Pouvez-vous réécrire les données ci-dessous en remplaçant partout « Drop a marker » par « Place a pin », sans rien modifier d'autre ?

━━━━━━━━━━━━━━━━━━━━

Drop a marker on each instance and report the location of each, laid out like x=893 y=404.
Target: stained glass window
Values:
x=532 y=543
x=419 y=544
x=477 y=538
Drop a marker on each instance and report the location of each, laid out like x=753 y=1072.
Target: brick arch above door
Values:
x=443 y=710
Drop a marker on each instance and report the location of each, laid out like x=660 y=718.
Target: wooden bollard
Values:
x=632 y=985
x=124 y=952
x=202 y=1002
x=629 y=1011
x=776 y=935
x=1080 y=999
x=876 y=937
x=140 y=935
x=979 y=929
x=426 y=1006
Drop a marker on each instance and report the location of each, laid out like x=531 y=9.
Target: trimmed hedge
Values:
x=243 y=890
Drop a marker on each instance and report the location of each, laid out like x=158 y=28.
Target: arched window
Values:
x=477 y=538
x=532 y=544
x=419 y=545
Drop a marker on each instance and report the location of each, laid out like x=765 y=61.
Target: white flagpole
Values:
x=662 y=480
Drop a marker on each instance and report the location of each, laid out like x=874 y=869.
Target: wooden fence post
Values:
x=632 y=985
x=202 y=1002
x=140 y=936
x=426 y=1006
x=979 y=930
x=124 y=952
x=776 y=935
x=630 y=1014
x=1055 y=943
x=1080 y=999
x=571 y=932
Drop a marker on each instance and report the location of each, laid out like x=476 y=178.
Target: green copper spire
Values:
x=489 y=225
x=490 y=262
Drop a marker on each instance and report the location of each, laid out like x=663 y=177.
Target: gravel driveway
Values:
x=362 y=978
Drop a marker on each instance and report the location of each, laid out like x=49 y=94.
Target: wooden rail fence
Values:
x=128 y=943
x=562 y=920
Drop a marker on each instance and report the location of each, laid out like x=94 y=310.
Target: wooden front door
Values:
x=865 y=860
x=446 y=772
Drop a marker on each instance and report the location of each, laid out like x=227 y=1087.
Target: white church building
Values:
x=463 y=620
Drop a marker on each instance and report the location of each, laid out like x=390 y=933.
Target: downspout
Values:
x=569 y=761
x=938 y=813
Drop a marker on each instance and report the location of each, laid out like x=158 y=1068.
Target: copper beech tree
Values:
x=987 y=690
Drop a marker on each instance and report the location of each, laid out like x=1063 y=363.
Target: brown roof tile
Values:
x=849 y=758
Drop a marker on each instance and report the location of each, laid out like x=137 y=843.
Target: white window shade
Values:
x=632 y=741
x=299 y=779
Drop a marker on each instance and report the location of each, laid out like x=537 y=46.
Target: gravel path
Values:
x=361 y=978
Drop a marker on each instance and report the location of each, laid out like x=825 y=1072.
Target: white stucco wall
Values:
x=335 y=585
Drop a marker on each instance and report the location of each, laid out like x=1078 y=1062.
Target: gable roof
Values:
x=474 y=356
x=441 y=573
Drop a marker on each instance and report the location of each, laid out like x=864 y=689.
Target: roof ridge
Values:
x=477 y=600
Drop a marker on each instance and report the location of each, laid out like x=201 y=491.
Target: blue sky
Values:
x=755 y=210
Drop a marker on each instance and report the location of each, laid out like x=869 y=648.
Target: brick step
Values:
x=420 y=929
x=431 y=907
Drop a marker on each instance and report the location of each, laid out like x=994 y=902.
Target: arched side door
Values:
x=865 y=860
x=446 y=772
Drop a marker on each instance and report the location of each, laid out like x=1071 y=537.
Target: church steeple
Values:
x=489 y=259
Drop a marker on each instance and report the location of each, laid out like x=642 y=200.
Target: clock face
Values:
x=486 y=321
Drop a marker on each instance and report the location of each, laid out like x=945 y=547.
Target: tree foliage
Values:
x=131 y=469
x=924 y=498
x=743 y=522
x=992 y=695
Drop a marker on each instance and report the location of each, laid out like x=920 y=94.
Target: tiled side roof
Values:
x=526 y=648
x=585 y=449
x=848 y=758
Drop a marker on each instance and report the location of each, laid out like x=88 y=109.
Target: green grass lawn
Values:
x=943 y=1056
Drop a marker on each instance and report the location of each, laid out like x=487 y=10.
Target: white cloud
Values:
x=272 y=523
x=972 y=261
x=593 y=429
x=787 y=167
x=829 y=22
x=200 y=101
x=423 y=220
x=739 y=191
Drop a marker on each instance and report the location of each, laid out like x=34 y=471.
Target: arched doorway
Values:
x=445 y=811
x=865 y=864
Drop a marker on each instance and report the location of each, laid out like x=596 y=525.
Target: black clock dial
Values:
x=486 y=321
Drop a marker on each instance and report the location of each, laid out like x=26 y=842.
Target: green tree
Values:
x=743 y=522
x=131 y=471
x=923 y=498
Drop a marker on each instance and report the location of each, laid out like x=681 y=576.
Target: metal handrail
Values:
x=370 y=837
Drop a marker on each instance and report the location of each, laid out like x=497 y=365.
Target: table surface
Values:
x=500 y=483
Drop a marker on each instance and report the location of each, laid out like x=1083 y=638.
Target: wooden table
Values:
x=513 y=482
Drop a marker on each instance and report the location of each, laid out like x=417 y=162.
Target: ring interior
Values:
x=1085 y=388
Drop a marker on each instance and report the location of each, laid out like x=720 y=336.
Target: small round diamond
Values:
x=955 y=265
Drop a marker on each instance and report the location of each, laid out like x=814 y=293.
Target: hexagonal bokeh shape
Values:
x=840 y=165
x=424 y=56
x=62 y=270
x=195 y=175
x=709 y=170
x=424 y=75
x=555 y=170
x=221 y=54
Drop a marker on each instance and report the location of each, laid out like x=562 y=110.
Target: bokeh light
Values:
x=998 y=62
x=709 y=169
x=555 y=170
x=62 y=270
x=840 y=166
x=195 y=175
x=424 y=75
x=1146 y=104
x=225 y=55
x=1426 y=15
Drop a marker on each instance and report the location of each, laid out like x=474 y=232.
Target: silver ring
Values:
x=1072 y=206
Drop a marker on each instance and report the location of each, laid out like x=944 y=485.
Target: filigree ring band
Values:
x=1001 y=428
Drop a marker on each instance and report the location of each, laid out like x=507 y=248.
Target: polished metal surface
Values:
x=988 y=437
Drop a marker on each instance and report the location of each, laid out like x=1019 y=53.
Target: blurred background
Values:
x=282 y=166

━━━━━━━━━━━━━━━━━━━━

▶ CORRIGÉ
Place a pin on each instance and report the location of each, laid out like x=893 y=404.
Target: stained glass window
Values:
x=532 y=543
x=419 y=544
x=477 y=538
Place a pin on each instance and report the location of each, laid out like x=753 y=1072.
Target: brick arch above door
Values:
x=443 y=710
Place a pin on each instance and report the location of each, laid out like x=660 y=718.
Target: wooden bollard
Values:
x=632 y=985
x=124 y=952
x=202 y=1002
x=629 y=1011
x=776 y=935
x=1080 y=999
x=876 y=937
x=140 y=935
x=979 y=929
x=426 y=1006
Place a pin on each instance and report the location of each, laid out like x=531 y=9.
Target: trimmed hedge
Values:
x=243 y=890
Place a pin on each instance and report the location of each, laid out like x=158 y=28.
Target: arched window
Values:
x=477 y=538
x=532 y=544
x=419 y=545
Place a pin on each instance and report the location of each, laid out like x=765 y=61.
Target: white flagpole
Values:
x=662 y=480
Place a pin on each instance and report the location of each, laid out like x=874 y=869.
Target: wooden fence post
Values:
x=632 y=985
x=202 y=1002
x=140 y=936
x=426 y=1006
x=979 y=930
x=124 y=952
x=776 y=935
x=630 y=1014
x=1055 y=943
x=1080 y=999
x=571 y=932
Place a pin on each instance and report the location of each, laid out like x=476 y=178.
Target: green copper spire
Values:
x=489 y=225
x=490 y=262
Place a pin on each instance and report the location of each, laid out like x=663 y=177.
Target: gravel driveway
Values:
x=362 y=978
Place a pin on each instance and report the location of each, laid out like x=49 y=94.
Target: wooden rail fence
Values:
x=128 y=943
x=562 y=920
Place a pin on each instance and report the location of each, laid out like x=94 y=310.
Target: wooden front door
Values:
x=865 y=860
x=446 y=772
Place a pin on each instance and report the location of each, laid out like x=227 y=1087.
Target: white church building
Values:
x=463 y=620
Place a pin on each instance and report the location of each, laid out like x=390 y=933.
Target: downspout
Values:
x=569 y=761
x=938 y=813
Place a pin on each instance and report the location of each, laid out like x=158 y=1068.
Target: copper beech tree
Values:
x=987 y=690
Place a pin on each instance and report the location of each, laid out like x=1063 y=363.
Target: brown roof tile
Values:
x=849 y=758
Place a pin on each instance and report the location of each, laid out like x=137 y=843.
Target: white window shade
Values:
x=632 y=741
x=299 y=779
Place a pin on each instance and report the location of each, laid out like x=537 y=46.
Target: gravel path
Values:
x=361 y=978
Place a pin on each instance and report the location of each, laid out like x=825 y=1072.
Target: white stucco wall
Values:
x=335 y=585
Place a pin on each instance and report the location of each, laid out like x=1078 y=1062.
Target: gable roof
Values:
x=474 y=356
x=441 y=573
Place a pin on each instance and report the location of each, laid out like x=864 y=689.
Target: roof ridge
Values:
x=477 y=600
Place a pin on each instance and report the location of each, laid out like x=201 y=491.
Target: blue sky
Values:
x=755 y=210
Place a pin on each instance and report the location of each, laid out like x=869 y=648.
Target: brick step
Values:
x=420 y=929
x=431 y=907
Place a pin on each instance and report the location of each, laid out like x=994 y=902.
Target: arched side door
Values:
x=865 y=860
x=446 y=772
Place a pin on each instance and report the location of each, laid out like x=1071 y=537.
Target: church steeple
Values:
x=489 y=259
Place a pin on each instance and report the location of each, laid out like x=642 y=200.
Target: clock face
Values:
x=486 y=321
Place a pin on each instance and report the location of each, laid out like x=945 y=547.
Target: tree foliage
Values:
x=131 y=469
x=924 y=498
x=743 y=522
x=992 y=695
Place a pin on each instance and report the location of each, laid out like x=920 y=94.
Target: tiled side roof
Values:
x=526 y=648
x=585 y=449
x=848 y=758
Place a pin on each instance and report the location of each, laid out like x=88 y=109.
Target: green grass lawn
Values:
x=943 y=1056
Place a pin on each instance and report the location of each, laid out like x=487 y=10.
Target: white cloud
Values:
x=272 y=523
x=972 y=261
x=593 y=429
x=787 y=167
x=829 y=22
x=200 y=101
x=423 y=220
x=739 y=191
Place a pin on each instance and report the location of each, laid out like x=34 y=471.
Target: arched doorway
Values:
x=445 y=811
x=865 y=864
Place a pin on each instance and report the location of each, laid out like x=596 y=525.
Target: black clock dial
Values:
x=486 y=321
Place a pin on each instance and report the location of each, laid out like x=26 y=842.
Target: green tree
Values:
x=743 y=522
x=131 y=471
x=923 y=498
Place a pin on each instance and report the location of each, laid out like x=681 y=576.
Target: metal handrail
Values:
x=370 y=837
Place a pin on each instance and report the location of each, laid out like x=497 y=365.
Target: table surface
Values:
x=500 y=483
Place a pin on each instance and report the location of each, laid out like x=1083 y=638.
Target: wooden table
Values:
x=513 y=482
Place a pin on each instance and report the location of each, laid out like x=417 y=162.
Target: ring interior
Values:
x=1085 y=388
Place a pin on each instance and report the location of each, laid out like x=720 y=336.
Target: small round diamond
Values:
x=955 y=265
Place a pin on each instance and report the location of each, laid out like x=814 y=293.
Target: hexagonal bokeh shape
Values:
x=840 y=165
x=424 y=56
x=62 y=270
x=195 y=175
x=709 y=170
x=424 y=75
x=555 y=170
x=221 y=54
Place a pin on each instance and report the location of each, laid out like x=562 y=110.
Target: bokeh light
Values:
x=998 y=62
x=709 y=169
x=555 y=170
x=62 y=270
x=840 y=166
x=195 y=175
x=424 y=75
x=1146 y=104
x=225 y=55
x=1426 y=15
Place a pin on each instance and report the location of each, laid out like x=474 y=232.
Target: silver ring
Values:
x=1072 y=206
Place a pin on each instance and report the location of each, laid out like x=944 y=485.
Target: filigree ring band
Values:
x=1001 y=428
Place a pin on each instance and report the location of each, laid out like x=507 y=248.
Target: polished metal surface
Values:
x=988 y=437
Place a pin on each instance and report the location of each, laid out like x=1019 y=53.
Target: blurred background
Values:
x=282 y=166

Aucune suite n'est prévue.